WHAT TO PRODUCE:
Copy verbatim the material from its first line to the line that holds "Phrase: girl's light brown hair", including that line.

EXCERPTED RECORDS:

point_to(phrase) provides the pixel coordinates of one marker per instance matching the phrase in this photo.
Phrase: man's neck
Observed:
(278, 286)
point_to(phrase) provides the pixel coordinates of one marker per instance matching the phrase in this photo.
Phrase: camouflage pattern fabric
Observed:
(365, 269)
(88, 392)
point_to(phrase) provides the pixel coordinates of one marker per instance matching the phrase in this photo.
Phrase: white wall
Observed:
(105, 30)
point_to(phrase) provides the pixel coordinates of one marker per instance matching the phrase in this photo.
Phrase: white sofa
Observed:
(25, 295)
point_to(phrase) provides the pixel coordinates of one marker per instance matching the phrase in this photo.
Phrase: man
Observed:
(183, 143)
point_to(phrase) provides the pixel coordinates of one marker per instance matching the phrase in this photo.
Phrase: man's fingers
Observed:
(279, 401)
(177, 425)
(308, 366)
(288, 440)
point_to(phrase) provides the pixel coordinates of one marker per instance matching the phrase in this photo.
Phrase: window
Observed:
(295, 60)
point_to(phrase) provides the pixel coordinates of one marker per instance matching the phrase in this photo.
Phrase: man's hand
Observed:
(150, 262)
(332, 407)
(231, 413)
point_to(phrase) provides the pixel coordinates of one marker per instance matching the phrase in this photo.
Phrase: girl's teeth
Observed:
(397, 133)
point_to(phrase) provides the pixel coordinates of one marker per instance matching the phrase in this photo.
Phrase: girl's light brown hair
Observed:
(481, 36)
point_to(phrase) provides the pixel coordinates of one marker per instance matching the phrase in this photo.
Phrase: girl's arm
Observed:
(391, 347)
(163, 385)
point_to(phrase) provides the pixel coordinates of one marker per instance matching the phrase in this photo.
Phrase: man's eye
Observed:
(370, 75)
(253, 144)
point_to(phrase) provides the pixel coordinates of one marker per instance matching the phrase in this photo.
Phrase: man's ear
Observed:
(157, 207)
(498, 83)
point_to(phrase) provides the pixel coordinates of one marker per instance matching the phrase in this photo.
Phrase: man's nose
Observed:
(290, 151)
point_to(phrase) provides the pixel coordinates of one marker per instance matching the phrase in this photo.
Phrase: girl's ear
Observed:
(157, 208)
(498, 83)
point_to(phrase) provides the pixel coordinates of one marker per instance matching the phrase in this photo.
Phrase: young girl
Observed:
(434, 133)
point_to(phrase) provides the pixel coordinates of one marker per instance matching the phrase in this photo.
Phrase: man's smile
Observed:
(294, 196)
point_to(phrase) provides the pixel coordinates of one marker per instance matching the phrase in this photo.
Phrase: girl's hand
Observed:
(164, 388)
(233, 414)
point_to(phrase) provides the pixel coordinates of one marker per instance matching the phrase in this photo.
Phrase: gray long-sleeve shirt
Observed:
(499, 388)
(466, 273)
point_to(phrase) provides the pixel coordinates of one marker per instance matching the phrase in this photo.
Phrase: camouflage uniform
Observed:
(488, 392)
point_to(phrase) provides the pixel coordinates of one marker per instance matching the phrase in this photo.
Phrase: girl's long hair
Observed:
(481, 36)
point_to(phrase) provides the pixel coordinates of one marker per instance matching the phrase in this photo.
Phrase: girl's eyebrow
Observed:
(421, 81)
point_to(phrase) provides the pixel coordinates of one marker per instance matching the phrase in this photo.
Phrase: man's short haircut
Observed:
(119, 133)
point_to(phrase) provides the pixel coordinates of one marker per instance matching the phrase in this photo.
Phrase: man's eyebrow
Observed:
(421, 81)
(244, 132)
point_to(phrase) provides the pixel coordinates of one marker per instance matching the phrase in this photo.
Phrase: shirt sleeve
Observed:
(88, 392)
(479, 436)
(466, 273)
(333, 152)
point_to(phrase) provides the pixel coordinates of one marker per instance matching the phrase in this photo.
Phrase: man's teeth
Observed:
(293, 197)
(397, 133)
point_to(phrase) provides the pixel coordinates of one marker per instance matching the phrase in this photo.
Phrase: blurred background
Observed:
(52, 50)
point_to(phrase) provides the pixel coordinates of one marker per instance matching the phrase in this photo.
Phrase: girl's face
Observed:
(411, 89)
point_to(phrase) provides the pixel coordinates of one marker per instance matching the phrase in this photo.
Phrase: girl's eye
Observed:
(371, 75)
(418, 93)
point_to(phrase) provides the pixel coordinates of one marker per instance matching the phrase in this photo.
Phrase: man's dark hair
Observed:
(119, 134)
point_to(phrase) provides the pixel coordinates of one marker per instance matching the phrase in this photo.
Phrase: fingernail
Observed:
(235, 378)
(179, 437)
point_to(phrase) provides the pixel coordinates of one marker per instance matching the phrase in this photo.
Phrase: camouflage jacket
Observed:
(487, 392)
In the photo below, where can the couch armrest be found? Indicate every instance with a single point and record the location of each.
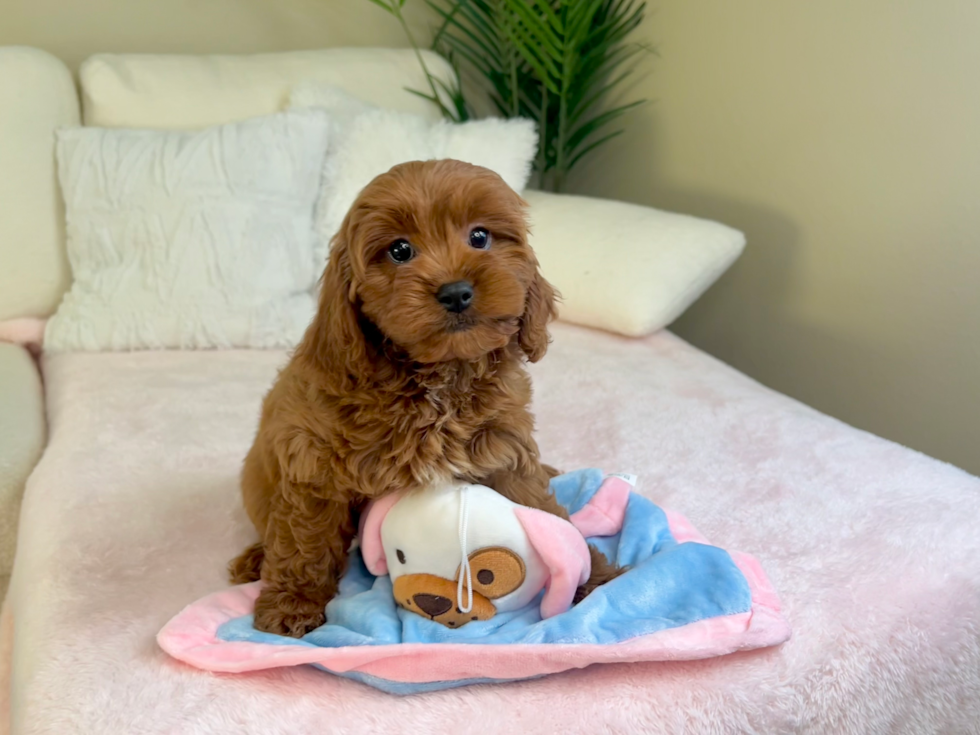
(623, 267)
(22, 436)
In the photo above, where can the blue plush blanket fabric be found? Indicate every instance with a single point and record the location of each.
(668, 585)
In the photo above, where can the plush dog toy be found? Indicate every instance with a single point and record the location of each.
(459, 552)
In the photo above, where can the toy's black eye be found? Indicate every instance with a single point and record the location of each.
(400, 251)
(480, 238)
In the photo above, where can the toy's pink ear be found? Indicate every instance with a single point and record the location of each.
(370, 534)
(603, 515)
(563, 550)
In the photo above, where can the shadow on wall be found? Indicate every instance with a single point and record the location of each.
(751, 318)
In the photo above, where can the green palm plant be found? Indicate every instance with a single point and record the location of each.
(554, 61)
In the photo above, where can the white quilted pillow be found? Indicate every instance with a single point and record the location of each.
(366, 141)
(190, 240)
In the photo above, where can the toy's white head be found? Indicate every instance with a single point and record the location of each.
(458, 553)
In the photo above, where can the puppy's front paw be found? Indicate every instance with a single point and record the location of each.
(282, 614)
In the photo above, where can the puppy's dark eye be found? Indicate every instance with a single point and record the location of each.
(480, 238)
(400, 251)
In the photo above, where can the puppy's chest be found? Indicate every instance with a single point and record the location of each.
(429, 436)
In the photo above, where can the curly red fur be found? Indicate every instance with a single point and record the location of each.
(388, 391)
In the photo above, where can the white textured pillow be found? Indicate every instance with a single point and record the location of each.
(626, 268)
(182, 240)
(367, 141)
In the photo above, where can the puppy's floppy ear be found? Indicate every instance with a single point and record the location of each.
(539, 308)
(335, 338)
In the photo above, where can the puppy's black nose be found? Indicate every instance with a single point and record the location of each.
(432, 605)
(455, 297)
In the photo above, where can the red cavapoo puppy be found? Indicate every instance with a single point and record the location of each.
(412, 371)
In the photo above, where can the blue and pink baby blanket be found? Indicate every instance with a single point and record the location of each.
(681, 599)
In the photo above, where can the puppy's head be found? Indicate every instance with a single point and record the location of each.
(434, 257)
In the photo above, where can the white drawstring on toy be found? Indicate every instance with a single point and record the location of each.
(464, 562)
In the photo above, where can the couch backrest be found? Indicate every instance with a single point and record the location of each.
(37, 96)
(148, 91)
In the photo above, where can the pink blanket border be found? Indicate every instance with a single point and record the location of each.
(191, 637)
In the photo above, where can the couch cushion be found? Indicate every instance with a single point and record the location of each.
(623, 267)
(21, 439)
(37, 96)
(136, 90)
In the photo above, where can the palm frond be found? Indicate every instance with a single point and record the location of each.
(556, 62)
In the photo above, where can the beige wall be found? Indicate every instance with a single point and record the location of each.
(844, 138)
(75, 29)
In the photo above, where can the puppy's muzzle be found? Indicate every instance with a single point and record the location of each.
(455, 297)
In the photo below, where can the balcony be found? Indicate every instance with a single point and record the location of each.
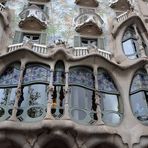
(38, 48)
(121, 19)
(33, 18)
(83, 51)
(88, 3)
(4, 12)
(88, 23)
(39, 0)
(122, 5)
(45, 50)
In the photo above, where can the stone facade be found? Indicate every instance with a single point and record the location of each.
(86, 89)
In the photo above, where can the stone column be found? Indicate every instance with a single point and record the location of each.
(18, 93)
(141, 48)
(97, 98)
(50, 92)
(66, 105)
(146, 68)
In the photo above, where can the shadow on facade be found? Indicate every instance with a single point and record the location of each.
(56, 144)
(9, 144)
(105, 145)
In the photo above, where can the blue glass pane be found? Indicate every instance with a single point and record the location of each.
(10, 76)
(140, 81)
(81, 76)
(105, 82)
(37, 73)
(59, 78)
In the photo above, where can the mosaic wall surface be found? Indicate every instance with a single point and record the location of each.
(61, 18)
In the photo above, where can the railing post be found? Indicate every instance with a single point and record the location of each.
(66, 105)
(18, 93)
(97, 98)
(49, 104)
(141, 48)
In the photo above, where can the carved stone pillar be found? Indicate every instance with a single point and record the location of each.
(18, 94)
(49, 104)
(97, 98)
(141, 48)
(146, 68)
(66, 105)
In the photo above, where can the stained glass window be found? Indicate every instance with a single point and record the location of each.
(32, 103)
(139, 96)
(110, 103)
(58, 93)
(82, 97)
(8, 83)
(81, 76)
(37, 73)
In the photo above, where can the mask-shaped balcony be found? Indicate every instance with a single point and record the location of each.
(88, 3)
(88, 23)
(33, 18)
(121, 5)
(39, 0)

ANSWER:
point_to(phrase) provides the pixel coordinates of one marker per instance matching the phrase in this photo.
Phrase: man's neck
Observed:
(278, 286)
point_to(phrase) provides the pixel coordinates of one marker per instance matching the phrase in this photo.
Phrase: camouflage pattern fabric
Observed:
(365, 269)
(88, 392)
point_to(phrase) provides the pixel coordinates of one marker per instance matching the phrase in this photo.
Phrase: white wall
Observed:
(105, 30)
point_to(phrase) provides the pixel coordinates of one marker per instance matching the phrase in this photo.
Phrase: white sofa
Observed:
(25, 295)
point_to(phrase) provides the pixel coordinates of one marker per instance matching the phrase in this photo.
Phrase: man
Observed:
(183, 143)
point_to(phrase) provides the pixel coordinates of one marker per instance matching the phrase in this photo.
Phrase: man's fingers
Observed:
(279, 401)
(177, 425)
(308, 366)
(288, 440)
point_to(phrase) provides the pixel coordinates of one marker per instance matching the phrase in this photo.
Phrase: window
Observed:
(295, 60)
point_to(phrase) provides the pixel coordinates of one marker per instance matching the phrase in this photo.
Phrase: man's hand
Observed:
(150, 262)
(332, 407)
(231, 413)
point_to(phrase) provides the pixel coordinates of one marker per instance matching the phrase in this photo.
Phrase: girl's teeth
Observed:
(397, 133)
point_to(phrase) provides the pixel coordinates of one marker per instance matching the phrase in this photo.
Phrase: girl's light brown hair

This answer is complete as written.